Exercise description ▸
Pick up the passage on epigenetics and microRNA after its final sentence and continue it.

Text section ▸
Epigenetics is also generally used to refer to the study of variation induced by heritable non-genetic factors that affect the genome, such as maternal and paternal effects. The two subtly different definitions are responsible for some of the common confusion.

"Today, epigenetics refers to the study of heritable changes in gene expression without the change in gene sequence. ".

On microRNA

There is some contention around whether miRNA is specifically an epigenetic mechanism - you've used it as an example - post transcriptional modifications would generally be considered epigenetic effects. See the paper from which the following extract comes which covers "classical" mechanisms too:

"Whether miRNA regulation is an epigenetic mechanism in its own right is unclear"

Also see whatisepigenetics.com:

"At least three systems including DNA methylation, histone modification and non-coding RNA (ncRNA)-associated gene silencing are currently considered to initiate and sustain epigenetic change."

And part of the conflict is perhaps because miRNA's are seemingly involved in the control of epigenetic processes:

"Epigenetics is defined as mitotically and meiotically heritable changes in gene expression that do not involve a change in the DNA sequence. Two major areas of epigenetics-DNA methylation and histone modifications-are known to have profound effects on controlling gene expression. DNA methylation is involved in normal cellular control of expression, and aberrant hypermethylation can lead to silencing of tumor-suppressor genes in carcinogenesis. Histone modifications control the accessibility of the chromatin and transcriptional activities inside a cell. MicroRNAs (miRNAs) are small RNA molecules, ~22 nucleotides long that can negatively control their target gene expression posttranscriptionally…

Taken together, miRNAs can be considered important players in the epigenetic control of gene expression."

Saved entries ▸
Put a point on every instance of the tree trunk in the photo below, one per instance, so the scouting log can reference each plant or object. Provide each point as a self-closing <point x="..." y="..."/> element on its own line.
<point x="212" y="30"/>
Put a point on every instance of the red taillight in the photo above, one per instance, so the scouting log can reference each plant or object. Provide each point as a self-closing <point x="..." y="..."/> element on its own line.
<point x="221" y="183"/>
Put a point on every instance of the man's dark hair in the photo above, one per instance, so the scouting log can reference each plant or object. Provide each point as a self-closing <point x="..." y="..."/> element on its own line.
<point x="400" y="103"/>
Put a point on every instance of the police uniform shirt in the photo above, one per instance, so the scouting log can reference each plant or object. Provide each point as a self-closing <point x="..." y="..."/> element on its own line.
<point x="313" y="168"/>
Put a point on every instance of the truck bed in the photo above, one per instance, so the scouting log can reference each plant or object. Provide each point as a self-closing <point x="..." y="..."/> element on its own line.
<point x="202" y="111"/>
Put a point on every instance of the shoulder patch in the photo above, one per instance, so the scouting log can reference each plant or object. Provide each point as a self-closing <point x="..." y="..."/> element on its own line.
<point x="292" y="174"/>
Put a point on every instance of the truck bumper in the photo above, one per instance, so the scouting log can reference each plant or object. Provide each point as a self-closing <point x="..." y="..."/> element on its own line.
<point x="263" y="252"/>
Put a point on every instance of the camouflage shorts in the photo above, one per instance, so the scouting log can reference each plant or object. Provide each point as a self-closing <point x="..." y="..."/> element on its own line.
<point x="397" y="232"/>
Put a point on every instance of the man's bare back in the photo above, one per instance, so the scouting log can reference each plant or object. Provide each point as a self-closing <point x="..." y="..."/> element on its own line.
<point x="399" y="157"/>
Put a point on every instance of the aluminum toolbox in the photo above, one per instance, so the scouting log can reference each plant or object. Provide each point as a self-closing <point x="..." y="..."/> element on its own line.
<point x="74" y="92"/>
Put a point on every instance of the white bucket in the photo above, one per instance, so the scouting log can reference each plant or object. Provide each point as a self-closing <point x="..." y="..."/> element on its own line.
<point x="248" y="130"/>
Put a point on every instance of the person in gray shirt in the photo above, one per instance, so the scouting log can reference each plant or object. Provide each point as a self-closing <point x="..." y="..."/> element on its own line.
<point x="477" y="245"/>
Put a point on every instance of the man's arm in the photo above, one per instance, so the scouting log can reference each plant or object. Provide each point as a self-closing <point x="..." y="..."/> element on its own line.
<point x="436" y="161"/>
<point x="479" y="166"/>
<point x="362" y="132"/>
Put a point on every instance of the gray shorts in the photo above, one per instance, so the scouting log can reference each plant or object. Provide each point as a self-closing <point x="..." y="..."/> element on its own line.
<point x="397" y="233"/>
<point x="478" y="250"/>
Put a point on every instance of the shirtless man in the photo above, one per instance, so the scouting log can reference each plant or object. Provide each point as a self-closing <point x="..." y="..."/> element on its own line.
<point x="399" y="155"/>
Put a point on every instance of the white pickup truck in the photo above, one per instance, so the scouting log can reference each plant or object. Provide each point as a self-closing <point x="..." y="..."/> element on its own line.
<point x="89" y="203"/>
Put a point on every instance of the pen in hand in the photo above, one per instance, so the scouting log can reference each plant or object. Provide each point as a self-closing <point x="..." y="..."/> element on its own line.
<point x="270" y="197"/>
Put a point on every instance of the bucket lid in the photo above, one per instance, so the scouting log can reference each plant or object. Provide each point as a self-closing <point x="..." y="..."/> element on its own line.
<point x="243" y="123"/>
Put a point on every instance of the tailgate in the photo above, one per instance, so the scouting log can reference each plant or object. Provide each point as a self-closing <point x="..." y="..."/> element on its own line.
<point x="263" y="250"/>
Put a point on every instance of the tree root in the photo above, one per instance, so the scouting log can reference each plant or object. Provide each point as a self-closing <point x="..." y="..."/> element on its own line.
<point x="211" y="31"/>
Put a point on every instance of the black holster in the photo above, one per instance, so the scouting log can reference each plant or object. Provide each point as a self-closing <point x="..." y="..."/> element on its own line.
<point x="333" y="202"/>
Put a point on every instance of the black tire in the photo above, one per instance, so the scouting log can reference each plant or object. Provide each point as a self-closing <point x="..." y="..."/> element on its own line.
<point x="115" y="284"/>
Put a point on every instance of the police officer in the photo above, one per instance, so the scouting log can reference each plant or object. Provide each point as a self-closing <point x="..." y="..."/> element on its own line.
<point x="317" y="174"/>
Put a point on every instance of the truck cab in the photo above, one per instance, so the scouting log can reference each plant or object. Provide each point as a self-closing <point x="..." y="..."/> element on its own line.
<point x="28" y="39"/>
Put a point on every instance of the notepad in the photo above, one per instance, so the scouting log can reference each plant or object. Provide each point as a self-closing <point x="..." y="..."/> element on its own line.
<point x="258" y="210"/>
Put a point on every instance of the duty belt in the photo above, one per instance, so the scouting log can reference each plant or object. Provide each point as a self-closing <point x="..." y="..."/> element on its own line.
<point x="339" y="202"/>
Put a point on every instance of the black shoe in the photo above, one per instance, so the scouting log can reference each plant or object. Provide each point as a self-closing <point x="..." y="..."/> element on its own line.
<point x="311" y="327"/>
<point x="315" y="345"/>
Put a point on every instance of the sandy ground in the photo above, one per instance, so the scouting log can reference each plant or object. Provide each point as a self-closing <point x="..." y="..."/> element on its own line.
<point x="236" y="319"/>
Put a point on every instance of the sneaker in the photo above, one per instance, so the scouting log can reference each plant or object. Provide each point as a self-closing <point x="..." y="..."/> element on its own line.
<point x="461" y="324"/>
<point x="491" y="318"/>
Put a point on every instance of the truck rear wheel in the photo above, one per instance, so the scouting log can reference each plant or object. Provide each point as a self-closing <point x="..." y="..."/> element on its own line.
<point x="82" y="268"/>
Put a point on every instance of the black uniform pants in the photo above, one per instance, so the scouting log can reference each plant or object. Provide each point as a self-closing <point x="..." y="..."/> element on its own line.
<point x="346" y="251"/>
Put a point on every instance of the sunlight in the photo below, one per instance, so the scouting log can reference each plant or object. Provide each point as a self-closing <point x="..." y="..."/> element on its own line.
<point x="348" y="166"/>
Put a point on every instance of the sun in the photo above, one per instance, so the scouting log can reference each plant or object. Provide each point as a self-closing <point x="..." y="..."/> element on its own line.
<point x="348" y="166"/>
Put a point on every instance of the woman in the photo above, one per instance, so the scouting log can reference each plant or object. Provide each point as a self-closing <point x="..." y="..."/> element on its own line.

Result ▸
From a quantitative geneticist standpoint, if it affects phenotypic variation by altering genomic properties but there is no variation in the DNA sequence, then miRNA based post-transcription modification is a source of epigenetic variance. It seems that, for molecular biologists, post-transcription modification by miRNA falls outside of the classical definition of epigenetic effects, but I've not seen any literature explaining why nor classifying it as a genetic effect.


You should check out this article by Adrian Bird, titled Perceptions on Epigenetics

Excerpts from the article:

Should heritability be mandatory in a contemporary view of epigenetics?

To explain why, it is necessary to introduce a third, somewhat informal, 'definition' of epigenetics that has crept into widespread use. This incarnation of epigenetics encompasses the biology of chromatin, including the complex language of chromatin marks (see page 407), the transcriptional effects of RNA interference (see page 399) and, for good measure, the effects of the higher-order structure of chromosomes and the nucleus (see page 413)

Finally he goes on to propose a new definition:

The following could be a unifying definition of epigenetic events: the structural adaptation of chromosomal regions so as to register, signal or perpetuate altered activity states

If we consider that this definition might also be a possible definition for what epigenetics is, then yes RNAi would fall under the broader bounds of epigenetics


I disagree with rg255 on this. Most if not all of posttranscriptional modification is encoded in the actual DNA sequence. Those microRNAs for example can be determined by reading the DNA bases or finding the encoded enzymes that do RNA editing (like C to U by TPR enzymes). The DNA sequence already encodes all the information that will determine if it will get modified or not.

Epigenetic regulation on the other hand are encoded on the histones and other proteins associated with DNA and can by definition not be understood by reading the sequence (e.g. acetylation and methylation). This information does not code for proteins or transcripts.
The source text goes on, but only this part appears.